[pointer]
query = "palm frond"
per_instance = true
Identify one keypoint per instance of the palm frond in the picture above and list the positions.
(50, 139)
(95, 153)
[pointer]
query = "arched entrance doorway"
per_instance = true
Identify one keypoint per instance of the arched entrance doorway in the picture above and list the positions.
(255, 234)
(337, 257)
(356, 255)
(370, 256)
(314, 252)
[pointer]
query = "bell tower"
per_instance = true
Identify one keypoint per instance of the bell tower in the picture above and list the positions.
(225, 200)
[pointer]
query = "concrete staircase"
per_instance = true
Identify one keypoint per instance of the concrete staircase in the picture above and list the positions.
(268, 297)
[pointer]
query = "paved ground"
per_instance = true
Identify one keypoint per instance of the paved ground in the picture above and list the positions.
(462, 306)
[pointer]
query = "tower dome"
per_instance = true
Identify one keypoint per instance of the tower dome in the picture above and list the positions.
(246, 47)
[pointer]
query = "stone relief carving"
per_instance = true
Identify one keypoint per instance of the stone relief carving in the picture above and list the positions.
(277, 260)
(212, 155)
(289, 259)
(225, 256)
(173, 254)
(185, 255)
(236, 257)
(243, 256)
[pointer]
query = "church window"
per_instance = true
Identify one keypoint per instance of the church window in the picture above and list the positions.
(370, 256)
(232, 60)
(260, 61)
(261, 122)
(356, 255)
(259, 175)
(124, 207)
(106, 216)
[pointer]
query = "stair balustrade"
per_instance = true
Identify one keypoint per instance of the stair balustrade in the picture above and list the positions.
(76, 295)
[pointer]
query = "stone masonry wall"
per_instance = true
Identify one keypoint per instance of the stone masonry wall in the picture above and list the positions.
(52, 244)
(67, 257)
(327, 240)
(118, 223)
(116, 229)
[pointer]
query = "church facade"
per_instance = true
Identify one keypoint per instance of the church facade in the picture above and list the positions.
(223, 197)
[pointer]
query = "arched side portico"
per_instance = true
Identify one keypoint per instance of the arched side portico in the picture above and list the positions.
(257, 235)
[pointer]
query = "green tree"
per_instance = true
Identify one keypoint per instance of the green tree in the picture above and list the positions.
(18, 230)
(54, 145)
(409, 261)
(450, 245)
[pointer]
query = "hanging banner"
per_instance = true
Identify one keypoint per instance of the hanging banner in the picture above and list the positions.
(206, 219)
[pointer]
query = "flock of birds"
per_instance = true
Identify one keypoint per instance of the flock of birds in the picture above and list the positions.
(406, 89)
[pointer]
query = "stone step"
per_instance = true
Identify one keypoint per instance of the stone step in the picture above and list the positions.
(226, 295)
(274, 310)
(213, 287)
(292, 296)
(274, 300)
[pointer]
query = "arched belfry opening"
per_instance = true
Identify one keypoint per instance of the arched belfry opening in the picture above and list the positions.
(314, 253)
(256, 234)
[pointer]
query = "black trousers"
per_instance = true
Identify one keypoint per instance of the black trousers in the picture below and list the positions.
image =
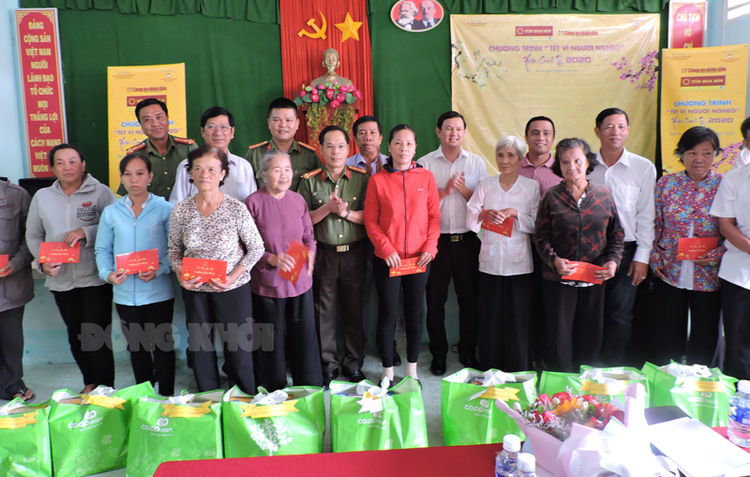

■ **Work to be completed**: Identify every line in the entries above that contains the word "palm", treating uppercase and lowercase as different, and copy each of those lines.

■ **Task answer**:
query = "palm frond"
Identify one keypoint per instance of the palm frond in the picture above and list the positions.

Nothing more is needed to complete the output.